That’s because before Crystal Palace and before England, the now oldest manager in Premier League history swapped south west London for Merseyside in the summer of 2010.
And it didn’t go well.
Hodgson’s time in charge of the Reds was catastrophic by Liverpool’s standards, with the club spending the whole of October 2010 in the relegation zone and suffering embarrassing results against the likes of Blackpool, Stoke, Newcastle , Wolves , Blackburn, Northampton Town and, crucially for the Liverpool fans, Everton under the manager’s stewardship.
Make of that what you will, but comments from then Liverpool forward Fernando Torres in Simon Hughes’ 2016 book ‘Ring of Fire’ – a chapter of which is published here at The Anfield Wrap – at least suggest that the bad form wasn’t all the manager’s fault.
Liverpool were of course mired in ownership chaos at the time, with the tumultuous reign of Tom Hicks and George Gillett coming to a close.
Torres had become concerned that the club were losing too many of their best players, and the Spaniard cites the owners as more of a problem for the ‘nightmare’ that was befalling the club, more so than Hodgson.
“It was a pity because Hodgson was a great coach and a great guy,” Torres says in the book.

# [To do]
a: In the passage on Hodgson at Liverpool, which month did the club spend entirely in the relegation zone?
b: Write out the passage on Hodgson at Liverpool word for word, starting with "And it didn’t" and going on through "the manager’s fault.".
The listing is separate material with no tie to the passage on Hodgson at Liverpool.

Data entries
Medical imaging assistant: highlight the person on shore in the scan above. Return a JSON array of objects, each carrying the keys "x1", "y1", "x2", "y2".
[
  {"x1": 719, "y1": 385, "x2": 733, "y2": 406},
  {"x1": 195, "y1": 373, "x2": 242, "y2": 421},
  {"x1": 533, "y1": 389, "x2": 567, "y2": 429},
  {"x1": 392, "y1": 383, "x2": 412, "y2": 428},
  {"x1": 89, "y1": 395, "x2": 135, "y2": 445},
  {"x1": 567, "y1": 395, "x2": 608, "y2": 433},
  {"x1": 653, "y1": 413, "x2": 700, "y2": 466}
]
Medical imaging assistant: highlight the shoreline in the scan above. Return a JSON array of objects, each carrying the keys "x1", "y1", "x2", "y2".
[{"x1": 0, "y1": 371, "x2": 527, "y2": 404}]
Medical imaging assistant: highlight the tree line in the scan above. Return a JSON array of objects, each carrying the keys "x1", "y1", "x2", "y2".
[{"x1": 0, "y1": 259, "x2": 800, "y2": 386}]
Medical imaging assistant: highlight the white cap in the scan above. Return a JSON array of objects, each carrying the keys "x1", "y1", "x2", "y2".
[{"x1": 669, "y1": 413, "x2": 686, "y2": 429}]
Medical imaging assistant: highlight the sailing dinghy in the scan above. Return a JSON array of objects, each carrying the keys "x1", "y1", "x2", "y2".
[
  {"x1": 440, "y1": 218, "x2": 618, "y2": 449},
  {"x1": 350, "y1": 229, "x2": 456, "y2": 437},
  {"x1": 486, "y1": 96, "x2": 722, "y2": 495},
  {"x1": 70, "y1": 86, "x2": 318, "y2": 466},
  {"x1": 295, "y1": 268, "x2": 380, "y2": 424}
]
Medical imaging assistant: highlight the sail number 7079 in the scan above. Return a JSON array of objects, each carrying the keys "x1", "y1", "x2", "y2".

# [Numbered answers]
a: October 2010

b:
And it didn’t go well.
Hodgson’s time in charge of the Reds was catastrophic by Liverpool’s standards, with the club spending the whole of October 2010 in the relegation zone and suffering embarrassing results against the likes of Blackpool, Stoke, Newcastle , Wolves , Blackburn, Northampton Town and, crucially for the Liverpool fans, Everton under the manager’s stewardship.
Make of that what you will, but comments from then Liverpool forward Fernando Torres in Simon Hughes’ 2016 book ‘Ring of Fire’ – a chapter of which is published here at The Anfield Wrap – at least suggest that the bad form wasn’t all the manager’s fault.